§ **Set problem a**
Using the Everest text, explain in one to three sentences why the Sherpas exchanged their mattocks and hoes for ice-axes.

§ **Document**
· · · ·

Everest is back in the news. No surprises about that, because it’s May, which is summit season.


By all accounts, the weather has been kind this year. Records have been broken, including the greatest number of ascents by a man (Kami Rita Sherpa with 26 ascents) and by a woman (Lhakpa Sherpa with 10 ascents). Both of them broke their own records.


As Sherpas, Kami and Lhakpa hail from a race renowned for their adaptation to high-altitude life. The mountains are literally in their blood. They were born among them, raised with the blessing of their gods, and in response to the hordes visiting their land, they exchanged their mattocks and hoes for ice-axes so they could lead them into the heights. Of the twenty-four people who have climbed Everest more than ten times, twenty of them are Sherpas.

· · · ·

Region labeling records:
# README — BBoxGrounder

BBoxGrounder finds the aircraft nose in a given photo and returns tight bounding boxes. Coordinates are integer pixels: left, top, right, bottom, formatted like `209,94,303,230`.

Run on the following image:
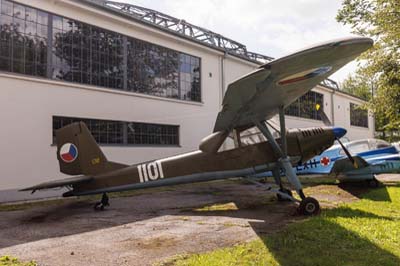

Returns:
332,127,347,139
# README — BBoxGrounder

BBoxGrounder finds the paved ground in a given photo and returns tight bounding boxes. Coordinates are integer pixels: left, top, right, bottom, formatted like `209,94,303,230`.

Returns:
0,176,399,265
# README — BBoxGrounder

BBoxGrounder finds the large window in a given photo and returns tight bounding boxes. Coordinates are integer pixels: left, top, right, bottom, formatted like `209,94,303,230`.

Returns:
285,91,324,120
0,0,201,102
53,116,179,146
350,103,368,128
0,0,49,77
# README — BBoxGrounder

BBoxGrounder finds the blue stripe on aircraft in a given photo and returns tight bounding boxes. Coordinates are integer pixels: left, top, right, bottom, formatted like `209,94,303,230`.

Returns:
357,146,399,157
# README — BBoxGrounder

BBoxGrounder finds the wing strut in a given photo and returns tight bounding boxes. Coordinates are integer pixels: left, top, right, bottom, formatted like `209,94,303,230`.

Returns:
253,107,320,215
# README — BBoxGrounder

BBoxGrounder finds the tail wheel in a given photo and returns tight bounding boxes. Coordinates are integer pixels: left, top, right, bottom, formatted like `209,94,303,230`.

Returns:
368,178,379,188
276,188,293,201
299,197,321,216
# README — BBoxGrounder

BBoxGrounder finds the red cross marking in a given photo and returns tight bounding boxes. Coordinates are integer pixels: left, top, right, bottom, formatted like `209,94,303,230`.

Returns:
320,157,331,166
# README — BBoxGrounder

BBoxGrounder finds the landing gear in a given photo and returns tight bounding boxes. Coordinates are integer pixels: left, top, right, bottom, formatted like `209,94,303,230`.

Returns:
253,106,320,215
298,197,320,216
276,188,293,201
94,193,110,211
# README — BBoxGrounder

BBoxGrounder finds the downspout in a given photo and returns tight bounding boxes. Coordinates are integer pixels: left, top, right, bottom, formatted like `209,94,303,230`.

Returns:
331,90,336,126
219,52,227,150
219,52,226,107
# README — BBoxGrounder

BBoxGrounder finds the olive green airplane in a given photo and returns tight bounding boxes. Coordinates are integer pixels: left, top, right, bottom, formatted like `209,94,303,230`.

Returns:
23,37,373,215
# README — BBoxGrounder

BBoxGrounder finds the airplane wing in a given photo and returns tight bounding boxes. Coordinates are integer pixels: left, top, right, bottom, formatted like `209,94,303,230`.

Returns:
20,176,93,193
214,37,373,132
331,156,369,175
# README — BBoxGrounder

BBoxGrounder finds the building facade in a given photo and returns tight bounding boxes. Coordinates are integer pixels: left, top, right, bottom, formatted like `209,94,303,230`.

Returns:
0,0,374,201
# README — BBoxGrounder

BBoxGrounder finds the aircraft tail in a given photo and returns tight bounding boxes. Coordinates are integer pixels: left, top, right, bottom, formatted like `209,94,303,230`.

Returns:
56,122,126,176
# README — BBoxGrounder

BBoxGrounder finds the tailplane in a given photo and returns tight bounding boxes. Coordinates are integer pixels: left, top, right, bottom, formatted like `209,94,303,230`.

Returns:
56,122,126,176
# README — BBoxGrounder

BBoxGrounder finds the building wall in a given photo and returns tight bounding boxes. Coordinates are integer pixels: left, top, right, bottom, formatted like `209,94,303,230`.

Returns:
0,0,256,195
0,0,373,201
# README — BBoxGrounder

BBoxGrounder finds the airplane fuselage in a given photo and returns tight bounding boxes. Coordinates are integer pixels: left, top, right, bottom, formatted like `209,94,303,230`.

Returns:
64,128,334,196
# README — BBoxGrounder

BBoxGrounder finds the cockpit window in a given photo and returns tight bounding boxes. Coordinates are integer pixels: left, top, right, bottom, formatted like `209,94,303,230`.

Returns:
376,139,392,149
340,140,369,155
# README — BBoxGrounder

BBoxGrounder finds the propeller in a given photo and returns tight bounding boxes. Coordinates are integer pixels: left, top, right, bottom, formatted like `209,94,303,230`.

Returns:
315,104,358,169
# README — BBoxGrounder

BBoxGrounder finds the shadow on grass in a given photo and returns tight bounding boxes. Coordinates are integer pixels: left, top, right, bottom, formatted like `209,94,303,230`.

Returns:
261,210,400,266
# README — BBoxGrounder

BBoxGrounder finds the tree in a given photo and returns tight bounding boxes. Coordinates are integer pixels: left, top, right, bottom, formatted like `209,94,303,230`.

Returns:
336,0,400,137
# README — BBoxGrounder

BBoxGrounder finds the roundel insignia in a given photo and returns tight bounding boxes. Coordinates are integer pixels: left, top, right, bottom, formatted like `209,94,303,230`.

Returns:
320,157,331,166
60,143,78,163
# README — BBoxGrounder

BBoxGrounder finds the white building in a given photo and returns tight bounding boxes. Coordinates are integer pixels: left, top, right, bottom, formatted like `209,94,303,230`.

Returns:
0,0,374,201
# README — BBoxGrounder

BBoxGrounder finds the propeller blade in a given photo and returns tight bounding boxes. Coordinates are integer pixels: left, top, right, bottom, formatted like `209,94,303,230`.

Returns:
315,104,332,127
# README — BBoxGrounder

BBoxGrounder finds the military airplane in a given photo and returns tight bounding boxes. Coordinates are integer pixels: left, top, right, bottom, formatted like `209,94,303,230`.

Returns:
252,104,400,185
22,37,373,215
255,139,400,188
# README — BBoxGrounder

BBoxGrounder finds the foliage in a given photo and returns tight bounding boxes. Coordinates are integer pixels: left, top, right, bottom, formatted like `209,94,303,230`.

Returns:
171,187,400,265
0,256,37,266
336,0,400,133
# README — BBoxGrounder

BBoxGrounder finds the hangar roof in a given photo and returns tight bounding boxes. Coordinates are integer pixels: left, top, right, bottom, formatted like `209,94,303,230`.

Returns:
79,0,357,95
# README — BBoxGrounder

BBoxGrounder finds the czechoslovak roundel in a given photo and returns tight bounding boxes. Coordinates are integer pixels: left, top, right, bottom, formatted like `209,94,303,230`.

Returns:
60,143,78,163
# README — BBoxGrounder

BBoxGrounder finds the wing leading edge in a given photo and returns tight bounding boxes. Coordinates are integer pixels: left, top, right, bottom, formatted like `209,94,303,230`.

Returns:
214,37,373,132
20,176,93,193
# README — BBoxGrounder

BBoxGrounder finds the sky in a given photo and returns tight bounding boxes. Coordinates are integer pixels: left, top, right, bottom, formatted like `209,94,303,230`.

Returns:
122,0,357,82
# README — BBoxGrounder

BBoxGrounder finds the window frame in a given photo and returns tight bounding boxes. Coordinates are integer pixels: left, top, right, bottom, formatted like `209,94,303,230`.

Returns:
0,0,203,103
51,115,181,147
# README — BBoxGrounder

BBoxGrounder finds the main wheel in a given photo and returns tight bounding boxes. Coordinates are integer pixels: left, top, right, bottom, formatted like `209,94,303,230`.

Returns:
276,188,293,201
299,197,320,215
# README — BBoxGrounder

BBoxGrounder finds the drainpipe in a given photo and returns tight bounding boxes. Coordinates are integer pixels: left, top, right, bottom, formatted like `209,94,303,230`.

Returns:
331,90,336,126
219,52,227,150
219,52,226,106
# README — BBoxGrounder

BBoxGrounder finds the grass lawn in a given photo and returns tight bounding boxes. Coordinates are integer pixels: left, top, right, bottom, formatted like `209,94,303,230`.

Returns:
170,186,400,266
0,256,37,266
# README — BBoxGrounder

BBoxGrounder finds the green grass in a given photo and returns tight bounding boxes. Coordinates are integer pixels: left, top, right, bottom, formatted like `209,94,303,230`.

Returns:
0,256,37,266
166,186,400,266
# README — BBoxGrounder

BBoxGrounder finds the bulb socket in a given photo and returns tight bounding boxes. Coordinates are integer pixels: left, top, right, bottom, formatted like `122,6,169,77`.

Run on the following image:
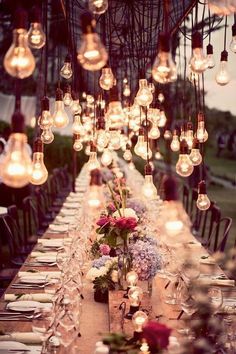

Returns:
192,31,203,49
90,168,102,186
220,50,228,61
41,96,49,111
56,87,63,101
158,32,170,53
34,138,43,152
198,181,207,194
80,11,96,34
13,7,28,29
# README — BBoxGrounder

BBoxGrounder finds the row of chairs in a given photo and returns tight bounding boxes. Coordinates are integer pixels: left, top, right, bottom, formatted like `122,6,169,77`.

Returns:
0,167,72,288
182,185,232,253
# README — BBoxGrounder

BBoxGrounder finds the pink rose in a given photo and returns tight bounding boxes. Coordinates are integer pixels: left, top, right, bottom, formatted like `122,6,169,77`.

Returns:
142,321,171,351
99,244,111,255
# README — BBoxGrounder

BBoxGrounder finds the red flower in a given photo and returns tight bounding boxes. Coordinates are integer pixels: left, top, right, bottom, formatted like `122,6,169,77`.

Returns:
114,217,137,230
142,321,171,351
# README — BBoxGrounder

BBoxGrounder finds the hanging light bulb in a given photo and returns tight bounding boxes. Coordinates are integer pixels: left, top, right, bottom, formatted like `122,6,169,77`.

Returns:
101,148,113,167
207,43,215,69
73,133,83,151
136,79,153,107
30,138,48,186
0,112,32,188
99,68,114,91
86,169,105,210
38,97,53,130
3,9,35,79
229,23,236,53
41,127,54,144
60,53,73,80
142,163,158,200
196,112,208,143
28,6,46,49
152,33,177,84
53,88,69,128
189,32,208,74
196,181,211,210
170,130,180,151
77,12,108,71
87,141,100,171
189,138,202,166
88,0,108,15
176,140,193,177
216,50,230,86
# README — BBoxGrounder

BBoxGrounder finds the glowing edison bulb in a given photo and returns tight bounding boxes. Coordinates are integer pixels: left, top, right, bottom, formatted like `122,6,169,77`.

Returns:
132,311,148,332
196,181,211,210
60,54,73,80
53,89,69,128
88,0,108,15
30,138,48,186
136,79,153,107
152,33,177,84
41,127,54,144
0,133,32,188
189,32,208,74
3,28,35,79
216,50,230,86
176,140,193,177
207,43,215,69
99,68,114,91
101,149,113,167
77,12,108,71
28,22,46,49
170,131,180,151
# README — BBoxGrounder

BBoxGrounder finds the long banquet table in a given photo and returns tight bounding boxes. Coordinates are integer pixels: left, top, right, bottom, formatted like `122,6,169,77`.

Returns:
0,162,235,354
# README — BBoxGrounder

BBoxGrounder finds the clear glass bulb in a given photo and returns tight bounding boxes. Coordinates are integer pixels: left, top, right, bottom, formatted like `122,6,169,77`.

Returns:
73,139,83,151
88,0,108,15
189,48,208,74
38,110,53,130
87,151,100,171
77,33,108,71
52,101,69,128
99,68,114,91
106,101,125,128
136,79,153,107
97,129,109,149
152,51,177,84
63,92,73,107
60,61,73,80
176,154,193,177
196,194,211,210
189,148,202,166
101,149,113,166
170,134,180,151
3,28,35,79
216,60,230,86
30,152,48,186
229,36,236,53
28,22,46,49
0,133,32,188
142,175,157,200
72,114,85,135
41,127,54,144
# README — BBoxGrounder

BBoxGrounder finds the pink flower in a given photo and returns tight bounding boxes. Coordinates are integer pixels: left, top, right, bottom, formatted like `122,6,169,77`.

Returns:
99,244,111,255
114,217,137,230
142,321,171,351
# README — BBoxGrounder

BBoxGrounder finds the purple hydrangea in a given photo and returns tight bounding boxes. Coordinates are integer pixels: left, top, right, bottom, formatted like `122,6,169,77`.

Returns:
129,240,161,280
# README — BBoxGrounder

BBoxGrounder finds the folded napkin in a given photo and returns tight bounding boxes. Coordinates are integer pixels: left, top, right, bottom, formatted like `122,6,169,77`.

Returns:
4,293,53,303
0,332,42,344
18,270,61,278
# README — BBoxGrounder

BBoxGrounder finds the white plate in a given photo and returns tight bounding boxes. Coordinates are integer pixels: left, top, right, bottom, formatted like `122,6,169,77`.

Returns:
6,300,42,312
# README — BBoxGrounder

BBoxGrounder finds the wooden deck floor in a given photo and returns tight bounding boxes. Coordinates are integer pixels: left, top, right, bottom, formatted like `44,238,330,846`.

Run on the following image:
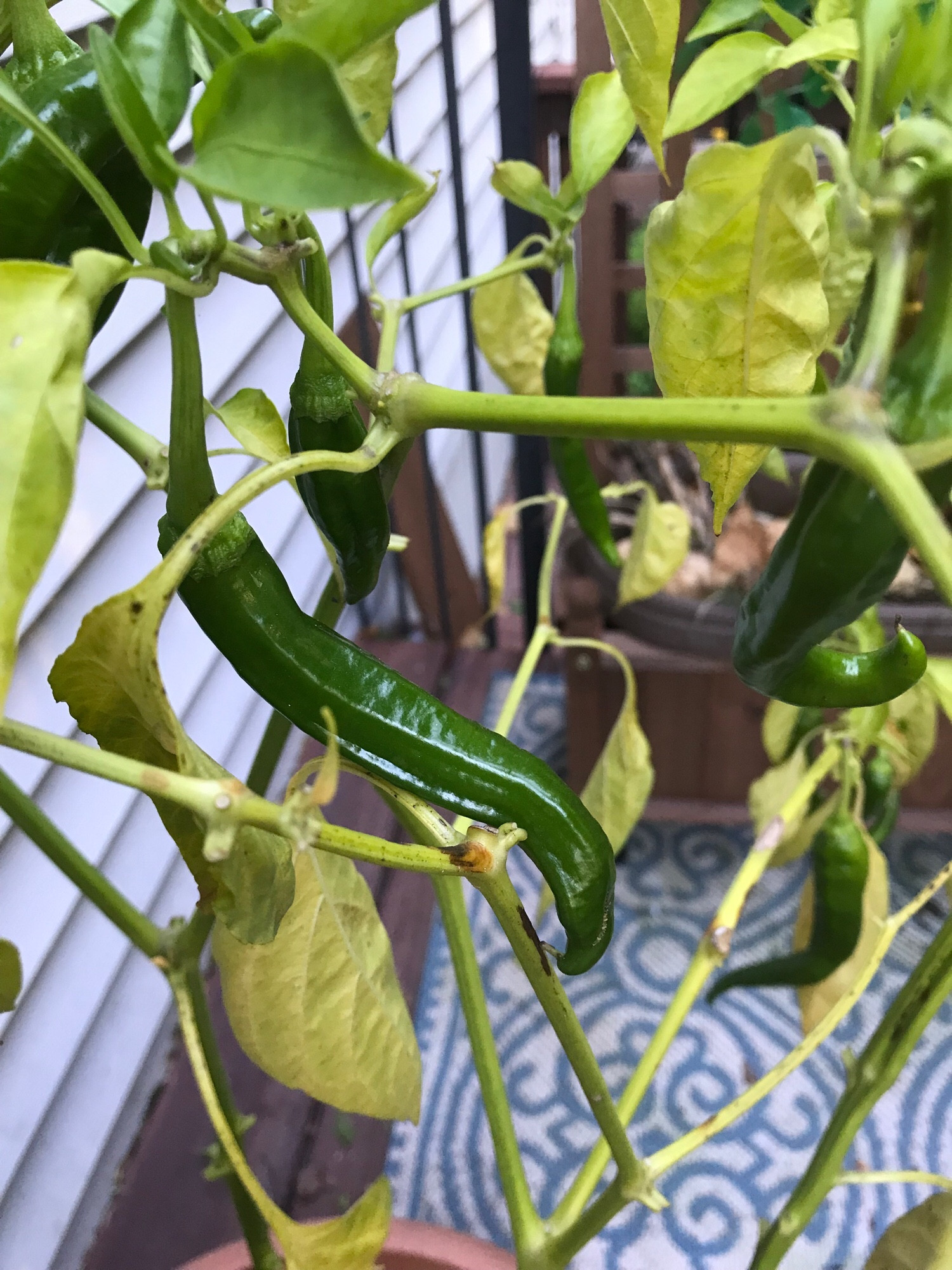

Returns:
85,643,517,1270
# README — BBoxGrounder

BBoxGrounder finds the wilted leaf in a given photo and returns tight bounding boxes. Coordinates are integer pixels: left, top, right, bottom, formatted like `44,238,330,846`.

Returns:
600,0,680,171
866,1191,952,1270
364,180,437,269
793,831,890,1035
0,251,128,709
215,848,420,1120
571,70,635,196
645,135,829,531
472,255,555,395
339,32,397,146
493,159,567,226
664,30,784,137
0,940,23,1013
188,39,423,211
617,488,691,608
215,389,291,464
760,700,801,763
50,518,294,944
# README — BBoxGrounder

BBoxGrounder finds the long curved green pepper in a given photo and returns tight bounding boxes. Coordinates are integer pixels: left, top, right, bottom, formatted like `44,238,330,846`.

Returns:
543,255,622,569
707,812,869,1002
288,224,390,605
734,182,952,707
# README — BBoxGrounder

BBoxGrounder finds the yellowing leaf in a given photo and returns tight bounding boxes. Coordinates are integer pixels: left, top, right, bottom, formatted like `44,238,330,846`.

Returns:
50,517,294,944
338,32,397,146
0,251,128,710
664,30,784,138
618,488,691,608
215,389,291,464
472,255,555,395
793,832,890,1035
866,1191,952,1270
645,140,829,531
600,0,680,171
215,848,420,1120
571,70,635,196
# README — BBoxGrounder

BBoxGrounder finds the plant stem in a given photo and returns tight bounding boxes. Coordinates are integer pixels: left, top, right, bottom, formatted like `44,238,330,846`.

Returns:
550,744,840,1231
396,251,552,314
433,878,542,1256
165,288,217,530
182,960,283,1270
471,869,664,1209
750,918,952,1270
86,387,169,489
0,762,166,958
0,71,150,265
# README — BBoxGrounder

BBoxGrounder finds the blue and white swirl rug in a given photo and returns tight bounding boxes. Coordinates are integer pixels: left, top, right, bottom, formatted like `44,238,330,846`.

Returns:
387,676,952,1270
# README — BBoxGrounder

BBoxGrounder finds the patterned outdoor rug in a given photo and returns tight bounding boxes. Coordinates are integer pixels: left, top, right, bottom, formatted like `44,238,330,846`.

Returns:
387,676,952,1270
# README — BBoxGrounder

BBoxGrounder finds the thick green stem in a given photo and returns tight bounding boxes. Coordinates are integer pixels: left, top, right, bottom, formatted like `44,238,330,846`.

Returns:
433,878,542,1256
86,387,169,489
165,290,217,530
0,762,166,958
750,918,952,1270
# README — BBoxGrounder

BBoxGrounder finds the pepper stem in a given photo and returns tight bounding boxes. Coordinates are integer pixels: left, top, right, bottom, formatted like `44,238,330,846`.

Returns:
9,0,83,89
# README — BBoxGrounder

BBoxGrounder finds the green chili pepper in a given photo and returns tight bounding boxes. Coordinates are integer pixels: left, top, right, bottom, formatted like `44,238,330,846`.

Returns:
159,291,614,974
707,812,869,1002
288,234,390,605
734,185,952,707
543,257,622,569
0,53,152,329
863,749,900,843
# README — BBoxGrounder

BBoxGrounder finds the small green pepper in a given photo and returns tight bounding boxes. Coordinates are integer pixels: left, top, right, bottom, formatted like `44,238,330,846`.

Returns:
707,812,869,1002
543,257,622,569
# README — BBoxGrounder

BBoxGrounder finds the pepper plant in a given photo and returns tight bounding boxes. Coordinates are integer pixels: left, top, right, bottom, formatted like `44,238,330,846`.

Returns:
0,0,952,1270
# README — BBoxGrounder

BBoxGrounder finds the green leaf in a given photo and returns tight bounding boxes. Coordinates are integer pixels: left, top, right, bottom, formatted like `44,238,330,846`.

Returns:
0,251,128,709
793,826,890,1035
645,132,829,532
684,0,760,44
617,486,691,608
866,1191,952,1270
364,180,437,271
274,0,433,64
339,32,397,146
50,546,294,944
215,389,291,464
472,249,555,395
213,848,421,1120
571,71,635,202
493,159,571,226
664,30,784,138
600,0,680,171
581,662,655,855
0,940,23,1015
89,25,178,194
188,39,423,211
114,0,192,138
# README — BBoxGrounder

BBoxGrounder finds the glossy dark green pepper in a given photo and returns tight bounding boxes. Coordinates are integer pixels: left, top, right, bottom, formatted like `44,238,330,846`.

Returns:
0,53,152,326
734,193,952,707
288,239,390,605
707,812,869,1002
543,259,622,569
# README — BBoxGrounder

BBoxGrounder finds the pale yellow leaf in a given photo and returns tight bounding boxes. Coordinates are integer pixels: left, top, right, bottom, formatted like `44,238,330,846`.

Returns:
215,389,291,464
866,1191,952,1270
472,255,555,395
793,832,890,1035
645,133,829,530
617,488,691,608
0,251,129,710
600,0,680,171
213,847,420,1120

· · · ·

§ **Set problem b**
Report how many lines of the rows contain the string "flower", treating uppercase and lowercase as different, and give only the number.

§ **Full solution a**
They made the exchange in response to the hordes visiting their land, so that they could lead those visitors into the heights.

§ **Full solution b**
2